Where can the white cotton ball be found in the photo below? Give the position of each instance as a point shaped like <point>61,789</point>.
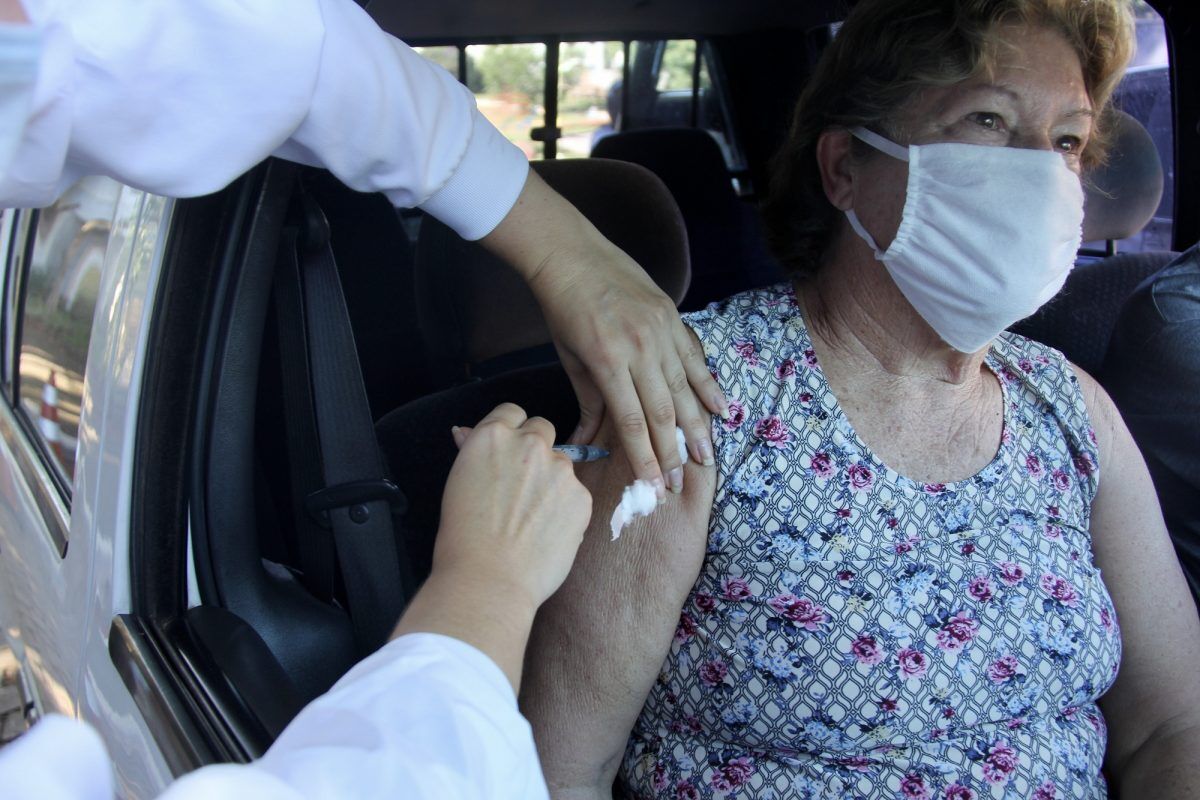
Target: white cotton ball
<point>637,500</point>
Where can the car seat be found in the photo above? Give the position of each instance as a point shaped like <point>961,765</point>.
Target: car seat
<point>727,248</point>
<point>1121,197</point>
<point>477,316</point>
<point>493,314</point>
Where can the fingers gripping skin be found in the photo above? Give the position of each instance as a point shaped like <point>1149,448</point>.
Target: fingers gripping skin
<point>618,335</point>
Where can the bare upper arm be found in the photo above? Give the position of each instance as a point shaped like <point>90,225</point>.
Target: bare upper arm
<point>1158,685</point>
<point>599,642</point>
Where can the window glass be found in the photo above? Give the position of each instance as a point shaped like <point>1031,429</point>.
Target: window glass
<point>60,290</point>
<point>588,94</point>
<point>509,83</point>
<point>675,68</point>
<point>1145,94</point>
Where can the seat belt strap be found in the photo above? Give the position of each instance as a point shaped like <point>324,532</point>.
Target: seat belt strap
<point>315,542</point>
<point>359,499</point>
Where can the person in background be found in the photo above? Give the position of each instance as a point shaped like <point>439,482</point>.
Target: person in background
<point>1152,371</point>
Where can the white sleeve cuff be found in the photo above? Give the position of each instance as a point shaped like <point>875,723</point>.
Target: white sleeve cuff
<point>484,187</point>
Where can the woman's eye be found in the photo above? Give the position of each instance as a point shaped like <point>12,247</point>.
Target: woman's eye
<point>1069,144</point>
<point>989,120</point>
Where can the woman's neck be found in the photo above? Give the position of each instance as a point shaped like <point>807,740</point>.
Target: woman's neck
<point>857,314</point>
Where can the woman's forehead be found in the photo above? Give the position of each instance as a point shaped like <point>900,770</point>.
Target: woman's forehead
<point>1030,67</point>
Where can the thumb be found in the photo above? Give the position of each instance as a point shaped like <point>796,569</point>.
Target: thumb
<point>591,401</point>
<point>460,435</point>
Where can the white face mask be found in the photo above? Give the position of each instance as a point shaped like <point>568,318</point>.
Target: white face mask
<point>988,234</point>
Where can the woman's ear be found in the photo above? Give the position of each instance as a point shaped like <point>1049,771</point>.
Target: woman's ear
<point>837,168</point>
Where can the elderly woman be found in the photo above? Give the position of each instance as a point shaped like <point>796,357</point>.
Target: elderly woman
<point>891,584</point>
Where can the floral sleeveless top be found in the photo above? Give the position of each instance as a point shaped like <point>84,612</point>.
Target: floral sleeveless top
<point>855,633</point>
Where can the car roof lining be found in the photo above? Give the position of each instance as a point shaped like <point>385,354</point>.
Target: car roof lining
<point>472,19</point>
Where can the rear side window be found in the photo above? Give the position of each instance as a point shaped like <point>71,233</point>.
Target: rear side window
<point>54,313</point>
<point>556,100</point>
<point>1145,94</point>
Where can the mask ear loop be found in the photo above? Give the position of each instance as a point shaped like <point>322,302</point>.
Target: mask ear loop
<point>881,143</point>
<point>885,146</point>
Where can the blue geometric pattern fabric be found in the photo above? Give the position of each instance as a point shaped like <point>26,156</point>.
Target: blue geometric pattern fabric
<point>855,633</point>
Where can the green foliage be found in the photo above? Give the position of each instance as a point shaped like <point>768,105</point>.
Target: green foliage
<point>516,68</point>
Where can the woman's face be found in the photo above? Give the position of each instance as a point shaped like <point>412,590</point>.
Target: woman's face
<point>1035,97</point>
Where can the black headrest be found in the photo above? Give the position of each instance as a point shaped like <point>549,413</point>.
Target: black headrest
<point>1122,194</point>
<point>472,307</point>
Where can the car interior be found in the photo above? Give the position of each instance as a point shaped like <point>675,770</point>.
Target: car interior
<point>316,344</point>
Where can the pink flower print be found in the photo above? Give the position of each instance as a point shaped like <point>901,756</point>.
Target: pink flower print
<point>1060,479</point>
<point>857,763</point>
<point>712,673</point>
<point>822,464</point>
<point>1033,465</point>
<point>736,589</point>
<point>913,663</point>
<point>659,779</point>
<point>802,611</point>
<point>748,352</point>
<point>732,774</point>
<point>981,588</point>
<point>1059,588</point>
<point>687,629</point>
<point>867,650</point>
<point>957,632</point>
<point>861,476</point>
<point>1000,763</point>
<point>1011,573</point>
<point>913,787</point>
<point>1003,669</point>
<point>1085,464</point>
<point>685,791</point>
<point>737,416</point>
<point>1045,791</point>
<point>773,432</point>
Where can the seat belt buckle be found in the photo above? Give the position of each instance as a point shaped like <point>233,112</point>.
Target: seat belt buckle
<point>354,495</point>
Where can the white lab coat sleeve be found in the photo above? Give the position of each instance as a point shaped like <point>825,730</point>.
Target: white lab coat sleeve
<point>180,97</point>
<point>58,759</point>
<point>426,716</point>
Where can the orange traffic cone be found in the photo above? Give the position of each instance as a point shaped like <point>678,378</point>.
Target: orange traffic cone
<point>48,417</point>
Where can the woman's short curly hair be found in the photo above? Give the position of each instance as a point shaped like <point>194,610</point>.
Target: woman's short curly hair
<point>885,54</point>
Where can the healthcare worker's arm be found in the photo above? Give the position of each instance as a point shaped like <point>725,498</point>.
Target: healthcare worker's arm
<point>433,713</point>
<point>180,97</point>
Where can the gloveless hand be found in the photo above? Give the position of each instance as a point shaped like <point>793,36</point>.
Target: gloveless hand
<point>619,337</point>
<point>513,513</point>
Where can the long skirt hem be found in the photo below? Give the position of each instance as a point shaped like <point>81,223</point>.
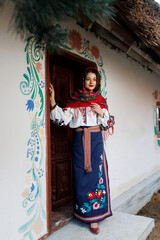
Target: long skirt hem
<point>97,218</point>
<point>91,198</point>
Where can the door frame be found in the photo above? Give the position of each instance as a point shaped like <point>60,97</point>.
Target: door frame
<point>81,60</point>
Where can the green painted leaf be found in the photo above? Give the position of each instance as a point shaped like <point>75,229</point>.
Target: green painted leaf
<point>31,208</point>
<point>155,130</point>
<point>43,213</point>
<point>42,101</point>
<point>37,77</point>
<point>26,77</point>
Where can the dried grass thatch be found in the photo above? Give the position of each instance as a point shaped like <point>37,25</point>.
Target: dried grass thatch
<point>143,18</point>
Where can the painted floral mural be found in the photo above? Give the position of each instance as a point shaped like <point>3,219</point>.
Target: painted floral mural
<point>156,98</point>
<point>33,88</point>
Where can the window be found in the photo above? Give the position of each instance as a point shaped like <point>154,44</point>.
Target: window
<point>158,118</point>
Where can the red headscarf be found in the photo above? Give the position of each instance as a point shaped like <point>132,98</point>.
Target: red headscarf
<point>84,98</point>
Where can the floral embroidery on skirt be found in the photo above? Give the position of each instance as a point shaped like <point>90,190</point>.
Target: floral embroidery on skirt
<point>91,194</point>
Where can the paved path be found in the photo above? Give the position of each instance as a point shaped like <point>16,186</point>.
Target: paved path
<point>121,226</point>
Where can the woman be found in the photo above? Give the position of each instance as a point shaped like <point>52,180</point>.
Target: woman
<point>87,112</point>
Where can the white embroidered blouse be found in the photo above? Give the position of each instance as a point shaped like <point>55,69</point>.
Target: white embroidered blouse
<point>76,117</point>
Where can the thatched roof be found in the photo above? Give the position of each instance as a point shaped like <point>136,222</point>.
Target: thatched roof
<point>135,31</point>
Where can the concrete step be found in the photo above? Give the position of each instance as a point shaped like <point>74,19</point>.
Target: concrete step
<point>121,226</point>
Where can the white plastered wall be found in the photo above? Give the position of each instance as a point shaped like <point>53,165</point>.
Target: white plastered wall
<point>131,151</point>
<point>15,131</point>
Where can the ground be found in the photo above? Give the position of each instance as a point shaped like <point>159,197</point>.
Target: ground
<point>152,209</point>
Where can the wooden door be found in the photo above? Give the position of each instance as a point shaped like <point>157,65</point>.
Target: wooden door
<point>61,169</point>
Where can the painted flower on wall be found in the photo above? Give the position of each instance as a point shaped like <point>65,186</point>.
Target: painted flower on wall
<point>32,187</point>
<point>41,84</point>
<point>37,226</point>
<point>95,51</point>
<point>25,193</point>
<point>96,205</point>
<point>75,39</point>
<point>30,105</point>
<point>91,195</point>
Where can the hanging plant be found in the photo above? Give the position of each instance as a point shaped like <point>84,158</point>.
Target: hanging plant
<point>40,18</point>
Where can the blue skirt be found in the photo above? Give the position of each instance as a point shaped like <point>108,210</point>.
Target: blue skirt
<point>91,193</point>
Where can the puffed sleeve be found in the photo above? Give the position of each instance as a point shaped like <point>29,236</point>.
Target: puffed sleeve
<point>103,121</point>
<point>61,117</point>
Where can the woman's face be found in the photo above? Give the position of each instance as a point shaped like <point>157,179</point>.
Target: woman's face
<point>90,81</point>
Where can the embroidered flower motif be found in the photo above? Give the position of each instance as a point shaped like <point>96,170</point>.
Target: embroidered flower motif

» **DIRECTIONS FOR THIS TASK**
Go through the listing above line by line and say how many lines hold the word "below". Reply with that number only.

» **ANSWER FOR THIS EXERCISE**
2